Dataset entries
- - - - -
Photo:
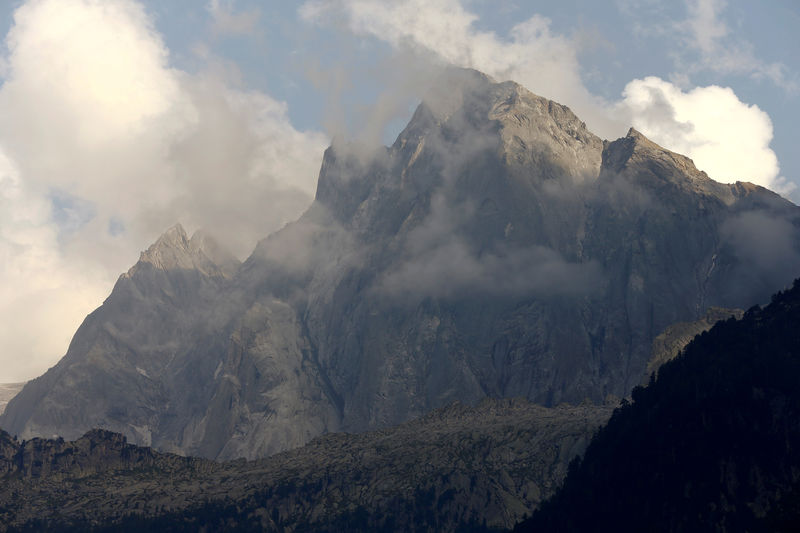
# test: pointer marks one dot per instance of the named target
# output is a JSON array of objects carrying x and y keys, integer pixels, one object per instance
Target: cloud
[
  {"x": 708, "y": 36},
  {"x": 227, "y": 21},
  {"x": 766, "y": 248},
  {"x": 105, "y": 145},
  {"x": 725, "y": 137},
  {"x": 541, "y": 60}
]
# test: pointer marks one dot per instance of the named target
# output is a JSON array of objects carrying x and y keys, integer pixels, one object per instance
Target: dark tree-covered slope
[
  {"x": 712, "y": 444},
  {"x": 483, "y": 467}
]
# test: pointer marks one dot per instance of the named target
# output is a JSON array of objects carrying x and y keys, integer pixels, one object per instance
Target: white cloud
[
  {"x": 726, "y": 137},
  {"x": 544, "y": 62},
  {"x": 227, "y": 21},
  {"x": 104, "y": 146}
]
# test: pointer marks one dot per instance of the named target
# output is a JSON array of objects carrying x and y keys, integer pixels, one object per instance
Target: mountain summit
[{"x": 497, "y": 248}]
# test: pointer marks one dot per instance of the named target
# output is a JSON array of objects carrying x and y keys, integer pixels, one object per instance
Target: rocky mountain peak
[{"x": 175, "y": 250}]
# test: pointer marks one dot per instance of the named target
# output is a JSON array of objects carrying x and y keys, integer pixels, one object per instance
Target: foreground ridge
[
  {"x": 481, "y": 467},
  {"x": 711, "y": 444}
]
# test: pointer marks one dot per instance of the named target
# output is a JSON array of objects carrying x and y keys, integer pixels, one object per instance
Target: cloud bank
[
  {"x": 726, "y": 137},
  {"x": 104, "y": 145}
]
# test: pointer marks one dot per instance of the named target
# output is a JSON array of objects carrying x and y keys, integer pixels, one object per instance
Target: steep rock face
[
  {"x": 8, "y": 391},
  {"x": 497, "y": 248},
  {"x": 179, "y": 359}
]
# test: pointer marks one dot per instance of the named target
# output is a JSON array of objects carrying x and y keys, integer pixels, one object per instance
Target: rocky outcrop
[
  {"x": 8, "y": 391},
  {"x": 485, "y": 467},
  {"x": 496, "y": 249}
]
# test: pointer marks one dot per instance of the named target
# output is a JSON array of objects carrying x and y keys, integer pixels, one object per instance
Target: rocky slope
[
  {"x": 670, "y": 342},
  {"x": 712, "y": 444},
  {"x": 496, "y": 249},
  {"x": 482, "y": 467},
  {"x": 8, "y": 391}
]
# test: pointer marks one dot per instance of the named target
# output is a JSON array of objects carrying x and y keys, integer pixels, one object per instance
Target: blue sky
[{"x": 119, "y": 118}]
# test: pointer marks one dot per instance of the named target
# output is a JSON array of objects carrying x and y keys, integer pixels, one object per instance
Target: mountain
[
  {"x": 670, "y": 343},
  {"x": 711, "y": 444},
  {"x": 497, "y": 249},
  {"x": 8, "y": 391},
  {"x": 460, "y": 467}
]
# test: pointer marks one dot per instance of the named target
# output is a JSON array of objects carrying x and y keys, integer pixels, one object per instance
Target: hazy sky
[{"x": 119, "y": 118}]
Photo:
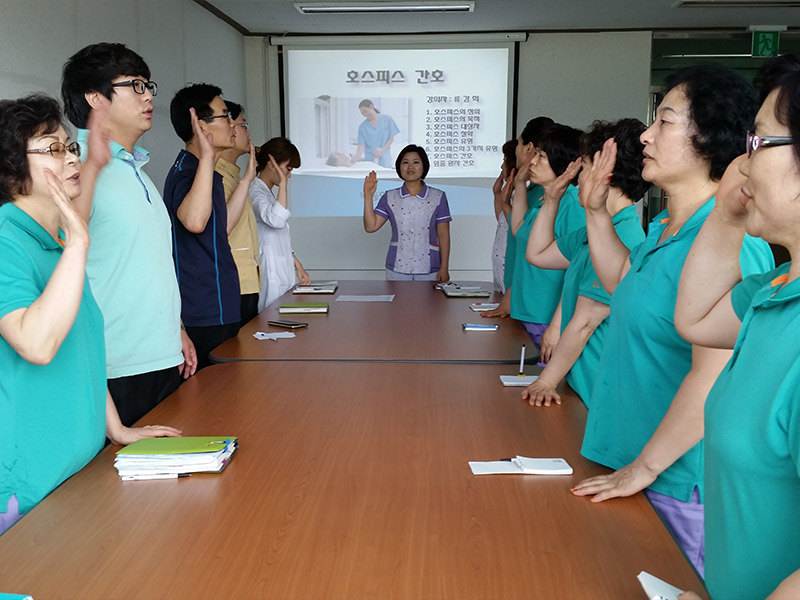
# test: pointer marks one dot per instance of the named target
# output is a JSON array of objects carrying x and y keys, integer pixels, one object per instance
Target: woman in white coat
[{"x": 280, "y": 268}]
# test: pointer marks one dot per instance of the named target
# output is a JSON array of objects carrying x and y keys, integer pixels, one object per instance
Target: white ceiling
[{"x": 277, "y": 17}]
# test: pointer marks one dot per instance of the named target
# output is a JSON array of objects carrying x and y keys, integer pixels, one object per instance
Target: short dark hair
[
  {"x": 20, "y": 120},
  {"x": 510, "y": 155},
  {"x": 627, "y": 174},
  {"x": 234, "y": 108},
  {"x": 368, "y": 103},
  {"x": 197, "y": 96},
  {"x": 426, "y": 163},
  {"x": 722, "y": 105},
  {"x": 281, "y": 149},
  {"x": 783, "y": 73},
  {"x": 560, "y": 143},
  {"x": 92, "y": 69},
  {"x": 534, "y": 129}
]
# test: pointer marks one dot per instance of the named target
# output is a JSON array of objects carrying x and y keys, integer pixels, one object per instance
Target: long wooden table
[
  {"x": 351, "y": 481},
  {"x": 421, "y": 324}
]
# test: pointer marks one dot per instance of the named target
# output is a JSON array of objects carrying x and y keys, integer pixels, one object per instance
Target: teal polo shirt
[
  {"x": 52, "y": 417},
  {"x": 644, "y": 360},
  {"x": 130, "y": 267},
  {"x": 535, "y": 292},
  {"x": 581, "y": 279},
  {"x": 752, "y": 445}
]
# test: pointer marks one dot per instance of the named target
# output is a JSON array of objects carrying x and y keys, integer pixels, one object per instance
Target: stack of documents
[
  {"x": 316, "y": 287},
  {"x": 291, "y": 308},
  {"x": 153, "y": 458},
  {"x": 522, "y": 465},
  {"x": 457, "y": 290}
]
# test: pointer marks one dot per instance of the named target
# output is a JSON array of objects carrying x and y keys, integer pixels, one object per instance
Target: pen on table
[{"x": 154, "y": 476}]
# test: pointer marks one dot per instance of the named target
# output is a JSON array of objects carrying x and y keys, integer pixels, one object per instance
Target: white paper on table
[
  {"x": 658, "y": 589},
  {"x": 274, "y": 336},
  {"x": 365, "y": 298},
  {"x": 522, "y": 465}
]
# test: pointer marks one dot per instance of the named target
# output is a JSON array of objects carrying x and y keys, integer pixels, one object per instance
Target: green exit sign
[{"x": 765, "y": 43}]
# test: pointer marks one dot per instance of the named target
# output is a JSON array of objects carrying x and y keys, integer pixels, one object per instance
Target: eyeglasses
[
  {"x": 139, "y": 86},
  {"x": 225, "y": 115},
  {"x": 57, "y": 149},
  {"x": 754, "y": 142}
]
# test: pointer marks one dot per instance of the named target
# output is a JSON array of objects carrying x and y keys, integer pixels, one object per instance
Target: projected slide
[{"x": 352, "y": 111}]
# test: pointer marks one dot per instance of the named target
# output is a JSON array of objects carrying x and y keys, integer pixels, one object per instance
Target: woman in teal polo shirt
[
  {"x": 646, "y": 417},
  {"x": 752, "y": 417},
  {"x": 55, "y": 407},
  {"x": 584, "y": 302},
  {"x": 535, "y": 292}
]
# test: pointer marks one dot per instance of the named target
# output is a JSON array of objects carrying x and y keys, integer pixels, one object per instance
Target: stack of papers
[
  {"x": 658, "y": 589},
  {"x": 522, "y": 465},
  {"x": 316, "y": 287},
  {"x": 484, "y": 306},
  {"x": 456, "y": 290},
  {"x": 291, "y": 308},
  {"x": 155, "y": 458}
]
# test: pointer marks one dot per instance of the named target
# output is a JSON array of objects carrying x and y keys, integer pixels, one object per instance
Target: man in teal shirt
[{"x": 130, "y": 265}]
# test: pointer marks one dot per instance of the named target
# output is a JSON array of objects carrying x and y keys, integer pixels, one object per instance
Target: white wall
[
  {"x": 574, "y": 78},
  {"x": 179, "y": 40}
]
- - - - -
> [YOUR ASSIGNMENT] Although the entries contain pictures, reproduce only the rest, exactly as written.

> [EXPECTED ANSWER]
Photo:
# test: pointer marks one dot per instance of the named target
# output is a JSON array of objects carrying x and y keys, integer pixels, one object per instance
Target: cloud
[
  {"x": 708, "y": 36},
  {"x": 227, "y": 21},
  {"x": 766, "y": 248},
  {"x": 105, "y": 145},
  {"x": 725, "y": 137},
  {"x": 541, "y": 60}
]
# test: pointer marks one dot per instance of the named target
# output is a JSON array of objects carrying x and y keys, integer pixels, one object per instance
Target: dark tree-covered slope
[
  {"x": 712, "y": 444},
  {"x": 483, "y": 467}
]
# test: pointer marks one dot per instance of the named target
# output is a JSON array of objects carrying x and y keys, integer pixels, one object per instance
Target: white cloud
[
  {"x": 726, "y": 137},
  {"x": 544, "y": 62},
  {"x": 227, "y": 21},
  {"x": 104, "y": 146}
]
# test: pointer marks one dot per instance of the named target
# output is a JSON array of objects carrying x and y keys, integer pixels, one object per instance
Target: mountain summit
[{"x": 497, "y": 248}]
# test: pointer marks one dot per instance of the named target
# output is a JSON array of objects carrying x and y keys, integer pixels, one object per instance
Target: rocky mountain peak
[{"x": 175, "y": 250}]
# test: pointer marks one dot per instance of the named target
# output is a JSON array of objects carrying x and y keys, integer pixels, one object per instance
Target: foreground ridge
[
  {"x": 481, "y": 467},
  {"x": 711, "y": 444}
]
# test: pointer marks one dot per instance of the named target
# output is a JSON array of objects carrying x and y keys, integer pixels, one object per instance
Target: cloud bank
[
  {"x": 726, "y": 137},
  {"x": 104, "y": 145}
]
# test: pointer marks one dot per instance of the named target
# output is a JSON array of objects carrying x and y keys, integer pixels, one object per instance
Target: steep rock face
[
  {"x": 8, "y": 391},
  {"x": 497, "y": 248},
  {"x": 179, "y": 359}
]
# test: pointer marks one dot per instance of the named target
# output is a JSON array of objects carrying x and y keys, integer pixels, one object per instance
Target: rocky outcrop
[
  {"x": 8, "y": 391},
  {"x": 485, "y": 467},
  {"x": 496, "y": 249}
]
# test: pointer marks one dot per instance of the named target
# output is a JSON array of objects carrying x and y keys, integer pixels, one object per instance
Target: rocky slope
[
  {"x": 670, "y": 342},
  {"x": 712, "y": 444},
  {"x": 496, "y": 249},
  {"x": 482, "y": 467},
  {"x": 8, "y": 391}
]
# test: pointer marks one dot per instance of the named target
# output is a JSON array of objects carrying x and y keys, integer pixels, one object per instance
Target: blue sky
[{"x": 119, "y": 118}]
# test: pointer marks one dot per instance of the named target
# output is a JSON array of objects carrying x and y keys, integer pixels, one object per instance
Target: mountain
[
  {"x": 670, "y": 343},
  {"x": 711, "y": 444},
  {"x": 497, "y": 249},
  {"x": 8, "y": 391},
  {"x": 460, "y": 467}
]
# test: pointer marks one dot per instance of the named target
# output is a JSON array of objects carrying x and y keys, integer pixels, one object per instance
Target: hazy sky
[{"x": 119, "y": 118}]
Photo:
# test: pointer marks one dot per instance of the named target
# output is a JSON array of objects carrying x and y keys, integer pixels, one object per instance
Target: woman in white coat
[{"x": 280, "y": 268}]
# test: pointer marks one dot per instance of the named target
# output is a JSON array of objects carrying x and y keys, integer pixels, one object per instance
Target: white ceiling
[{"x": 277, "y": 17}]
# test: pointer marks one dot per instance of the named target
# output is a JSON array of objects carrying x and y keys, integer pixels, one object per instance
Target: short dark hair
[
  {"x": 20, "y": 120},
  {"x": 510, "y": 155},
  {"x": 627, "y": 174},
  {"x": 234, "y": 108},
  {"x": 368, "y": 103},
  {"x": 197, "y": 96},
  {"x": 426, "y": 163},
  {"x": 722, "y": 105},
  {"x": 281, "y": 149},
  {"x": 783, "y": 73},
  {"x": 560, "y": 143},
  {"x": 92, "y": 69},
  {"x": 534, "y": 129}
]
# test: pointer marks one dot per instance of the named target
# output is a JSON array of objects carrying x and y keys, integer pixels, one object per instance
Target: long wooden table
[
  {"x": 351, "y": 481},
  {"x": 421, "y": 324}
]
# test: pointer marks one dot per instance of the named target
# output is a JSON array of objects carrying x and y keys, integer pixels, one object per instance
Target: teal polo shirt
[
  {"x": 52, "y": 417},
  {"x": 644, "y": 360},
  {"x": 130, "y": 267},
  {"x": 535, "y": 292},
  {"x": 581, "y": 279},
  {"x": 752, "y": 445}
]
# test: pointer marks one dot per instance of the named target
# output is a JSON array of objects carrying x and y keys, integer pixels, one object per instance
Target: stack of documents
[
  {"x": 316, "y": 287},
  {"x": 291, "y": 308},
  {"x": 153, "y": 458},
  {"x": 522, "y": 465},
  {"x": 457, "y": 290}
]
# test: pointer marks one dot per instance of the named target
# output is a JSON array of objects carrying x and y keys, integer pixels, one object per instance
Target: pen on table
[{"x": 154, "y": 476}]
# test: pointer marks one dot per instance of the named target
# output is a JSON array of objects carrying x and y keys, integer pixels, one object per instance
Target: white paper on table
[
  {"x": 658, "y": 589},
  {"x": 274, "y": 336},
  {"x": 365, "y": 298},
  {"x": 522, "y": 465}
]
# test: pointer marks one dot per instance of the named target
# output is a JSON array of objects carrying x and y keys, integer pixels, one object per instance
Target: green exit sign
[{"x": 765, "y": 43}]
# test: pointer marks one dot per instance of the named target
# output is a JSON array of objects carrying x and y keys, integer pixels, one object per instance
Target: eyeglasses
[
  {"x": 139, "y": 86},
  {"x": 225, "y": 115},
  {"x": 57, "y": 149},
  {"x": 754, "y": 142}
]
# test: pointer marks one dot per instance of the named target
# output is a JSON array of objects carrying x and y keys, integer pixels, one object per instance
Target: projected slide
[{"x": 352, "y": 111}]
# test: pointer marks one dot per instance of the named target
# output is a JSON array of objects carrying x and y keys, integer pixels, one object per instance
Target: woman in teal polo shirt
[
  {"x": 646, "y": 417},
  {"x": 752, "y": 417},
  {"x": 55, "y": 407},
  {"x": 584, "y": 302},
  {"x": 535, "y": 292}
]
# test: pointer marks one dot per instance of the named target
# output is a JSON array of objects carrying x and y keys, integer pixels, one object per instance
Target: stack of papers
[
  {"x": 658, "y": 589},
  {"x": 522, "y": 465},
  {"x": 316, "y": 287},
  {"x": 484, "y": 306},
  {"x": 456, "y": 290},
  {"x": 291, "y": 308},
  {"x": 155, "y": 458}
]
# test: pointer marks one dot per instance of the named target
# output is a JSON array of objects carrying x and y keys, integer pixels, one object per instance
Target: man in teal shirt
[{"x": 130, "y": 265}]
# test: pointer marks one dot per instance of the named target
# output is a JSON array of objects carrying x and y keys, integer pixels, one object per instance
Target: white wall
[
  {"x": 574, "y": 78},
  {"x": 179, "y": 40}
]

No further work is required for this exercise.